• [Passage]

=== Section Start ===

This “time out” method is one of the most common forms of discipline used by modern parents, and usually the most successful. The rule of thumb is one minute per year of age. If they get up, you put them back and the time starts all over again. Afterwards, go back and reiterate why they are in time out. If they are able to you should encourage them to explain to you why they are in time out.
Parents should try to stay nearby while their boys play. That way, they can monitor their behaviour closely. It also provides their children with a clear sense of boundary as well. This is vital for small boys. They need constant monitoring and, while this may prove tiring for parents, in the long term it is usually rewarded with better behaviour.
Parents also need to model for boys how they should have responded to situations: Show them how to say, “Please may I borrow your toy?” rather than snatching or hitting. At this young age children are not good at negotiating for themselves so parents should feel comfortable talking to the other children about it on their behalf. Boys are often slower to develop verbal skills so patience is important, and parents can assist by modelling the desirable behaviour.

=== Section End ===

• [Things to do]
**a)** According to the passage, what is the rule of thumb for the length of a time out?
**b)** Reproduce the passage word for word between "Parents should try" and "the desirable behaviour.", inclusive.

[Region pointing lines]
=== Section Start ===

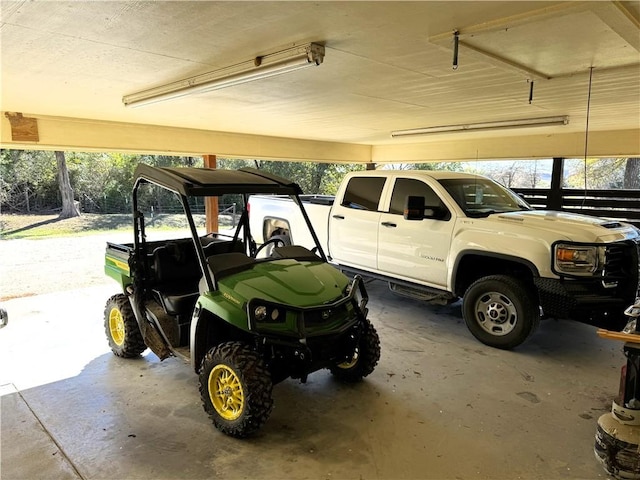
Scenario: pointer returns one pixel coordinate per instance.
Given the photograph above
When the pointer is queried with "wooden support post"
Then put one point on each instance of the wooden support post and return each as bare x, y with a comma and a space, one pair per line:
554, 201
210, 203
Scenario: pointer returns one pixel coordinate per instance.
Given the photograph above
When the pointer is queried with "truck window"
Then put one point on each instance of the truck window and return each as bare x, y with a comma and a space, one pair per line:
363, 193
409, 186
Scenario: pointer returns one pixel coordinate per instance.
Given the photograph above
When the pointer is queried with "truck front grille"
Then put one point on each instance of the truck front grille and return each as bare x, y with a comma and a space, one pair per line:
621, 265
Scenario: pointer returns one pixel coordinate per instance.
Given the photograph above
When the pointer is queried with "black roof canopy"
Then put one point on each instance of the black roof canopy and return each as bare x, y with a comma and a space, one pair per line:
203, 182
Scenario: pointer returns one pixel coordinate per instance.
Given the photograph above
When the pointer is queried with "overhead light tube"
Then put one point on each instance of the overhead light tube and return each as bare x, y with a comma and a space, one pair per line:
504, 124
265, 66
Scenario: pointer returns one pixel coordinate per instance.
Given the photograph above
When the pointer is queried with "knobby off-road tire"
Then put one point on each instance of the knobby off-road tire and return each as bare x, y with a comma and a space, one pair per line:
501, 311
122, 329
235, 387
364, 359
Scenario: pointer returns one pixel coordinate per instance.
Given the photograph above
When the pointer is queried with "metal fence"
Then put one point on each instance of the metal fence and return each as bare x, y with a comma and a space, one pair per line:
622, 205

=== Section End ===

• [Answers to each task]
**a)** One minute per year of age.

**b)**
Parents should try to stay nearby while their boys play. That way, they can monitor their behaviour closely. It also provides their children with a clear sense of boundary as well. This is vital for small boys. They need constant monitoring and, while this may prove tiring for parents, in the long term it is usually rewarded with better behaviour.
Parents also need to model for boys how they should have responded to situations: Show them how to say, “Please may I borrow your toy?” rather than snatching or hitting. At this young age children are not good at negotiating for themselves so parents should feel comfortable talking to the other children about it on their behalf. Boys are often slower to develop verbal skills so patience is important, and parents can assist by modelling the desirable behaviour.